* Textauszug *
Dzt keine Paywall, aber als Backup:
Wegen steigender Medikamentepreise
Chef der Techniker Krankenkasse fordert Gewinndeckel für Pharmaindustrie »Teils obszöne Gewinne«: Angesichts drastisch steigender Preise für Arzneimittel fordert Jens Baas, die Margen der Pharmakonzerne zu beschränken. 01.07.2023, 17.54 Uhr
»Wir brauchen für die Zukunft faire Preise für neue Arzneimittel, bestehend aus den tatsächlich anfallenden Kosten und einer gesellschaftlich akzeptablen Marge.« Das sagte der Chef der Techniker Krankenkasse, Jens Baas, am Samstag dem »Handelsblatt«. Er brachte das Modell eines Gewinndeckels in Spiel. »Dann sollten Kassen nur noch für Medikamente bezahlen, deren Hersteller diesen Gewinndeckel akzeptieren.«
Pharmafirmen machten »teils obszöne Gewinne«, kritisierte Krankenkassenmanager, und zögen auf eine Art und Weise Geld aus dem Gesundheitssystem, die gesellschaftlich nicht mehr akzeptabel sei. Die Arzneimittelpreise würden zu einem »ernst zu nehmenden Problem«.
Erst vor drei Wochen war bekannt geworden, dass die gesetzlichen Krankenversicherungen nach abgesicherten Finanzen 2023 wieder ein Defizit im nächsten Jahr erwarten. Der Spitzenverband rechnet mit einer Lücke zwischen 3,5 Milliarden und sieben Milliarden Euro. Ohne Gegenmaßnahmen würde daraus rechnerisch ein Anstieg beim durchschnittlichen Zusatzbeitrag von 0,2 bis 0,4 Prozentpunkten resultieren.
Vor diesem Hintergrund sprach auch TK-Chef Baas seine Warnungen aus. »Spätestens in fünf bis zehn Jahren haben wir derart viele teure Gentherapien auf dem Markt, dass sich unser Gesundheitssystem deren breiten Einsatz nicht mehr leisten kann«, warnte er. Das seien Arzneimittel, die pro Patient Millionen kosteten. »Wenn wir also nicht irgendwann die hässliche Debatte führen wollen, wer solche immens teuren Therapien bekommt und wer nicht, müssen wir jetzt etwas an der Preisbildung ändern.«
Die Forderungen finden auch in der Politik Gehör. Die SPD-Bundestagsabgeordnete Martina Stamm-Fibich etwa sagte dem »Handelsblatt«, grundsätzlich befürworte sie »mehr Preistransparenz im Pharmabereich«. Eine verpflichtende Offenlegung und eine festgelegte Marge halte sie »jedoch für den falschen Weg«.

* Eingabedaten *
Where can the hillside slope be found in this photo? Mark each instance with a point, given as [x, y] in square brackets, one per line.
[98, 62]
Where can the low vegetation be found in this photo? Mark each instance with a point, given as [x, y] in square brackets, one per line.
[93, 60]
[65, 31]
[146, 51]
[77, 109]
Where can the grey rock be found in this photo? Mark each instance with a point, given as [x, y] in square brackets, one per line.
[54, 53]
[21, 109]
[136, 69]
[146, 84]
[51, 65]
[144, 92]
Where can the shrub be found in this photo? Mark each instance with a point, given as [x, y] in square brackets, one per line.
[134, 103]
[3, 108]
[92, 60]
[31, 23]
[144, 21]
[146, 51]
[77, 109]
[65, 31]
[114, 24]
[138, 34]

* * *

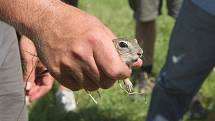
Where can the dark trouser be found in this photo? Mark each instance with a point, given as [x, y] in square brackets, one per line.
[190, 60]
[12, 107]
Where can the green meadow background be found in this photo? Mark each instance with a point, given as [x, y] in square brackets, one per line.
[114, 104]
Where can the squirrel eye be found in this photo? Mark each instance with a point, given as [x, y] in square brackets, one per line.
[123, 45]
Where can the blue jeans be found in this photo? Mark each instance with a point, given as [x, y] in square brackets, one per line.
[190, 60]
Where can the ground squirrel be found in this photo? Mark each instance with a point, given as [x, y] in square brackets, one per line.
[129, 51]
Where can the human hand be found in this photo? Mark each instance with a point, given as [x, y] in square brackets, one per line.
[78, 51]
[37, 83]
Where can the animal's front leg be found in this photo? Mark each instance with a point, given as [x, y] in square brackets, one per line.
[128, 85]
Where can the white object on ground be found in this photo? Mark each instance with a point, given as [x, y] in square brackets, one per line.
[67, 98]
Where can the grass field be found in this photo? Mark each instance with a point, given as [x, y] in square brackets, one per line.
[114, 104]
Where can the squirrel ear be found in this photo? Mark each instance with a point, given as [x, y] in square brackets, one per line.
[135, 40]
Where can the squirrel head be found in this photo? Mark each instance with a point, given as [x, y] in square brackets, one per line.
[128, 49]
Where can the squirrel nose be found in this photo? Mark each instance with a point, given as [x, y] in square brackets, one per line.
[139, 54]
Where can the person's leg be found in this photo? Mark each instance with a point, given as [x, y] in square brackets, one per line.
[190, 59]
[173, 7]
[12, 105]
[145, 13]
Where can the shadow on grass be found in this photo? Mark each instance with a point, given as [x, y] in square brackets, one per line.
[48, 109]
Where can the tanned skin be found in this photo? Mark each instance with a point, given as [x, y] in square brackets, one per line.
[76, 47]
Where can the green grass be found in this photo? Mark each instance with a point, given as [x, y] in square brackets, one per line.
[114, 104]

* Deine Aufgaben *
(1) Kopiere aus dem Artikel über den Gewinndeckel für die Pharmaindustrie das Stück von „Erst vor drei“ bis einschließlich „0,4 Prozentpunkten resultieren.“ wortgetreu.
(2) Schreib den Artikel über den Gewinndeckel für die Pharmaindustrie nach seinem letzten Satz weiter.

* Antworten der Reihe *
(1)
Erst vor drei Wochen war bekannt geworden, dass die gesetzlichen Krankenversicherungen nach abgesicherten Finanzen 2023 wieder ein Defizit im nächsten Jahr erwarten. Der Spitzenverband rechnet mit einer Lücke zwischen 3,5 Milliarden und sieben Milliarden Euro. Ohne Gegenmaßnahmen würde daraus rechnerisch ein Anstieg beim durchschnittlichen Zusatzbeitrag von 0,2 bis 0,4 Prozentpunkten resultieren.

(2)
Die Grünenpolitikerin Paula Piechotta sagte wiederum, die »dramatisch steigenden Kosten« seien eine »alarmierende Entwicklung« für die Gesetzliche Krankenversicherung (GKV). Diese Entwicklung müsse gestoppt werden. »Deswegen ist es verständlich, dass jetzt die Debatte an Fahrt aufnimmt, wie wir in Zukunft innovative Therapien bezahlbar halten.«
Das Problem liegt eben auch darin, dass man nicht einfach die Forschungs- & Entwicklungskosten für das eine neue Medikament berücksichtigen kann. Es werden viele potenzielle Medikamente erforscht und viele Forschungsprojekte führen nicht zum Erfolg. Somit müssen die erfolgreichen Projekte auch die Kosten aller erfolgslosen wieder reinholen, sonst lohnt sich die gesamte Forschung eben nicht mehr, zumindest nicht in dem Maße, wie sie aktuell betrieben wird.
Eine andere Betrachtungsweise ist die: Wenn die Chance für den Erfolg eines Projekts bei 10% liegt, dann muss der Gewinn eben ungefähr das 10 fache der Forschungskosten wieder reinholen, damit es Sinn macht, das Forschungsprojekt überhaupt anzustoßen. Wenn aber wegen Gewinnbeschränkungen absehbar ist, dass das nicht erreichbar ist, wird das Projekt eben nicht durchgeführt. Dann würden nur noch solche Projekte durchgeführt werden, die mindestens bspw eine 50% Erfolgswahrscheinlichkeit haben, was die Forschung insgesamt aber massiv verlangsamen und einschränken würde.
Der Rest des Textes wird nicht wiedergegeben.